I am a little disappointed with VW in general for sticking with the 200-hp TSI engine for so many years and not giving it a modest power bump. I think the 2.0T version has been at 200 hp/207 lb-ft for 6 or 7 years which seems like an eternity in the car business. I guess Audi needs to raise the output of the TFSI engine from 211 hp to something along the lines of the 240-hp BMW 2.0T before VW is allowed to go up in power. I was disappointed that the facelifted 2013 A4 didn't get a power bump either.


----------



## snobrdrdan (Sep 10, 2008)

Oh man. . . :facepalm: 

Kind of disappointing that they still kept the Mallory wheels too (_which comes standard on some of the 2013's)_ 
I thought they'd have a cool new wheel for the '13 R-line


----------



## EC8CH (Mar 21, 2012)

those foglights :screwy:


----------



## zackiedawg (Jul 21, 2000)

I'm glad I got a '13 non-R-line...I like the under-bumper area and fogs better on the regular '13s - personally not digging the round fogs and the egg-crate lower grille doesn't match the upper grille. It's all personal taste of course - I'm generally agreeing with the last-gen folks on not liking this R-line design, but at the same time I prefer the '13 redesign to the last-gen front end. The upper grille and headlights look great, but it's the lower grille and fogs on the R that don't work for me.


----------



## wh1te09gti (Oct 12, 2009)

im so happy i decided to go with '12 rline 

there is something wrong with shape of these fogs/ bumper whole front end is screwed-up.


----------



## VDUB PANZER (Aug 10, 2011)

As a 2010 Sport owner, I like the new R-Line. 

I don't know why all the pre-facelifted owners here are bashing it. It is much more refined 
than the 2012 and previous year R-Lines.


----------



## GtiBoogiemann (Nov 16, 2002)

Still prefer the sport plus over the R line lol. It might look better lowered..


----------



## gtitrini (Jun 9, 2006)

GtiBoogiemann said:


> Still prefer the sport plus over the R line lol. It might look better lowered..


 That lowered sport plus actually looks amazing. I couldn't find a single refreshed CC that I liked until that pic. :thumbup:


----------



## Sammzway (Aug 14, 2011)

HOLY MOLY, I've never seen such a tough crowd. It's a very purty vehicle and the refresh facelift will eventually sink in. What I noticed and like about VW thus far is that the older models never die out. Although new models eventually stir up the crowd but the older gens always demand and receive the respect. For example, old Passats are still very nice and I still admire them when I see them on the road. Gen 1 CCs will forever be classified as a unique 4 seater. I personally LOVE the new look and with a minor mod adjustment, this car will look stunning.


----------



## GtiBoogiemann (Nov 16, 2002)

> _Records provided_
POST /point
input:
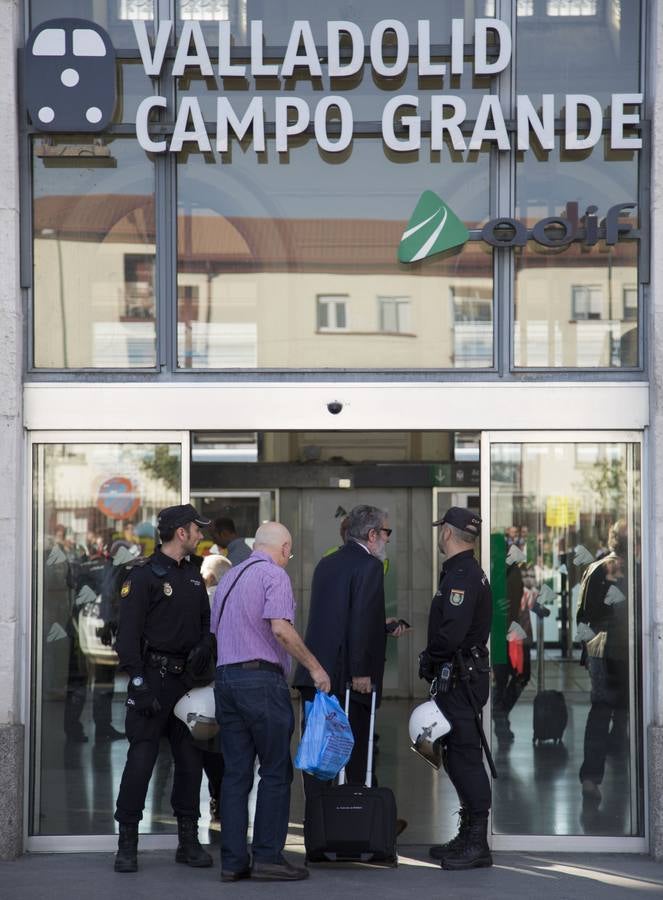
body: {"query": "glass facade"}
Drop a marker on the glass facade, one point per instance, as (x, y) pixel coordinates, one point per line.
(566, 574)
(264, 238)
(94, 508)
(292, 264)
(282, 265)
(94, 292)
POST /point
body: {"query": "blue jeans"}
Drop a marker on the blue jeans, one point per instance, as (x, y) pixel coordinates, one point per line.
(254, 711)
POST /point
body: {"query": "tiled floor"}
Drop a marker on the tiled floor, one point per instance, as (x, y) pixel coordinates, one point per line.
(537, 791)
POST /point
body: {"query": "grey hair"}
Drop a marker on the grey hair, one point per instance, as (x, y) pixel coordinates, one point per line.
(459, 535)
(362, 519)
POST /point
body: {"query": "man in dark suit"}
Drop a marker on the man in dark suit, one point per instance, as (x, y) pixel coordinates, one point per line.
(347, 626)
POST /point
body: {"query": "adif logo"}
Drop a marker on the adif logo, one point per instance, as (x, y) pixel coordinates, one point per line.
(69, 68)
(432, 229)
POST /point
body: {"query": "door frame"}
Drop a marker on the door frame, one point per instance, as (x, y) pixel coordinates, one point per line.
(31, 711)
(578, 842)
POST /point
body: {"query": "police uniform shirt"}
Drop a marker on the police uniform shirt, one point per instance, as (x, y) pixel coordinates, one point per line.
(461, 610)
(164, 606)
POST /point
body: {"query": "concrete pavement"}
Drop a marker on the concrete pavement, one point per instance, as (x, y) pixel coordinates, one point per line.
(90, 876)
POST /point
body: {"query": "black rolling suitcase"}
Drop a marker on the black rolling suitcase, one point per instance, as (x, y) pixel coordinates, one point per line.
(352, 823)
(549, 714)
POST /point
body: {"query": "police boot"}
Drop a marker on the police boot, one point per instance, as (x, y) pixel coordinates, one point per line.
(437, 851)
(473, 852)
(126, 859)
(189, 850)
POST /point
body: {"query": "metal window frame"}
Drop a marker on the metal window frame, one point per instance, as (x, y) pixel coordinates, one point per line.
(31, 701)
(502, 165)
(580, 842)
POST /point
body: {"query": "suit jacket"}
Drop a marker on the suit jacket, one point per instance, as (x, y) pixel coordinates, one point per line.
(346, 625)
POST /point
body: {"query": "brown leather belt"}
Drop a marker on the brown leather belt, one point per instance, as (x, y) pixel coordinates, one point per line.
(262, 664)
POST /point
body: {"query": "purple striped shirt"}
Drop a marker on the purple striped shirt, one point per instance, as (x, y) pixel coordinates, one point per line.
(245, 631)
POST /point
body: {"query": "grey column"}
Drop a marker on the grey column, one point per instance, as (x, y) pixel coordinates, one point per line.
(13, 482)
(654, 526)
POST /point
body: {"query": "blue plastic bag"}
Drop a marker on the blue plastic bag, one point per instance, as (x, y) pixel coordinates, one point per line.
(327, 741)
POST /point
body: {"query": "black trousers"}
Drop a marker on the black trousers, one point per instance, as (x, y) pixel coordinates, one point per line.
(144, 736)
(463, 755)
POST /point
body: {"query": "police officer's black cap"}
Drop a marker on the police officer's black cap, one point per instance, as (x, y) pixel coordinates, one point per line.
(177, 516)
(461, 518)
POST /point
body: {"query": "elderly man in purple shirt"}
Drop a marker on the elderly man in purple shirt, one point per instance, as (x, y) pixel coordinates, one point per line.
(252, 617)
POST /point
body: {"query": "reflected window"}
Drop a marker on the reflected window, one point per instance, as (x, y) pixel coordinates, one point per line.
(571, 7)
(94, 511)
(587, 301)
(579, 47)
(94, 252)
(565, 552)
(394, 314)
(204, 10)
(137, 10)
(332, 312)
(275, 233)
(630, 301)
(115, 17)
(571, 302)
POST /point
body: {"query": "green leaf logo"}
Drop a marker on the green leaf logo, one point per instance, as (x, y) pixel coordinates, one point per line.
(433, 228)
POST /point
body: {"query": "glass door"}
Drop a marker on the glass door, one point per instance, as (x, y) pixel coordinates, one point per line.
(562, 533)
(94, 505)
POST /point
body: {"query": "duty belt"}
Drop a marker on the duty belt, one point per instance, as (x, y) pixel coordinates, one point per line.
(171, 665)
(256, 664)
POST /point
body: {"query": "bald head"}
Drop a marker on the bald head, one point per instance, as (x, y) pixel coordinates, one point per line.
(274, 539)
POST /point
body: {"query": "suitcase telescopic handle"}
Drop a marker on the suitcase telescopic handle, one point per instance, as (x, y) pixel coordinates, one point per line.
(371, 735)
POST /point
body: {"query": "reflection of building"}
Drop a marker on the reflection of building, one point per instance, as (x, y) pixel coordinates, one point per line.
(239, 329)
(288, 292)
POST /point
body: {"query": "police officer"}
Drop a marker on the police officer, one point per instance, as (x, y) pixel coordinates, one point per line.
(163, 636)
(456, 662)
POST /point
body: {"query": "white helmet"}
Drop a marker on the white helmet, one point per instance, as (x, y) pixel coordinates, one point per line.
(197, 710)
(427, 726)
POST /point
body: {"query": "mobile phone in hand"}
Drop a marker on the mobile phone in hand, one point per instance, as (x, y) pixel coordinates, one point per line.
(392, 626)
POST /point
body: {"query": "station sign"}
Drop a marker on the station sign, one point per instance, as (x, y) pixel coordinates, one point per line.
(69, 80)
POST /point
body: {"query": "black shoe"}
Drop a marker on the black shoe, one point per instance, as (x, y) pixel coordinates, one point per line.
(126, 859)
(473, 852)
(283, 871)
(108, 733)
(437, 851)
(227, 875)
(189, 850)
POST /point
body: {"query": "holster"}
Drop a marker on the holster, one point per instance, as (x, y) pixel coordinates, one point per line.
(171, 665)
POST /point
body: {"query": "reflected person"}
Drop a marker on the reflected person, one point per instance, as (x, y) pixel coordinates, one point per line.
(163, 633)
(602, 619)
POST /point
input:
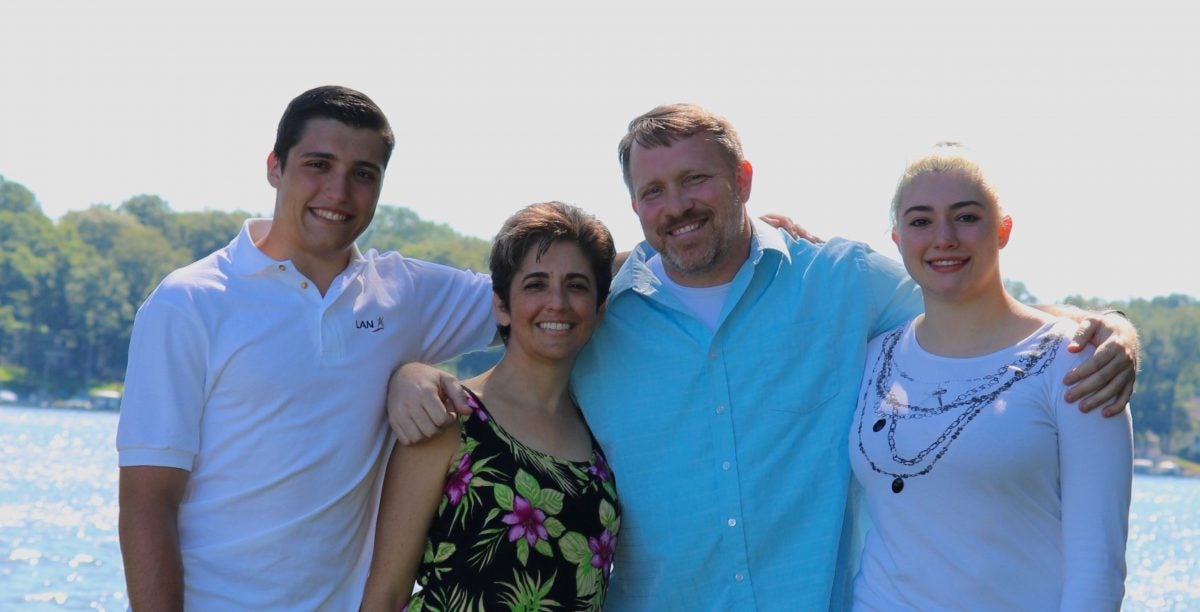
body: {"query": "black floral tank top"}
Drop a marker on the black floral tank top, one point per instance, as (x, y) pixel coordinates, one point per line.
(516, 528)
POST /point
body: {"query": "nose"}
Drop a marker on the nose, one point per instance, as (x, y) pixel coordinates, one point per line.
(337, 187)
(558, 298)
(947, 237)
(678, 202)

> _Short task 1_
According to the forum thread, what output has the 2.0T version of the TSI engine stayed at for 6 or 7 years?
> _Short task 2_
Repeat word for word the part of the forum thread from "## VDUB PANZER" to "previous year R-Lines.".

> _Solution 1_
200 hp/207 lb-ft

> _Solution 2_
## VDUB PANZER (Aug 10, 2011)

As a 2010 Sport owner, I like the new R-Line. 

I don't know why all the pre-facelifted owners here are bashing it. It is much more refined 
than the 2012 and previous year R-Lines.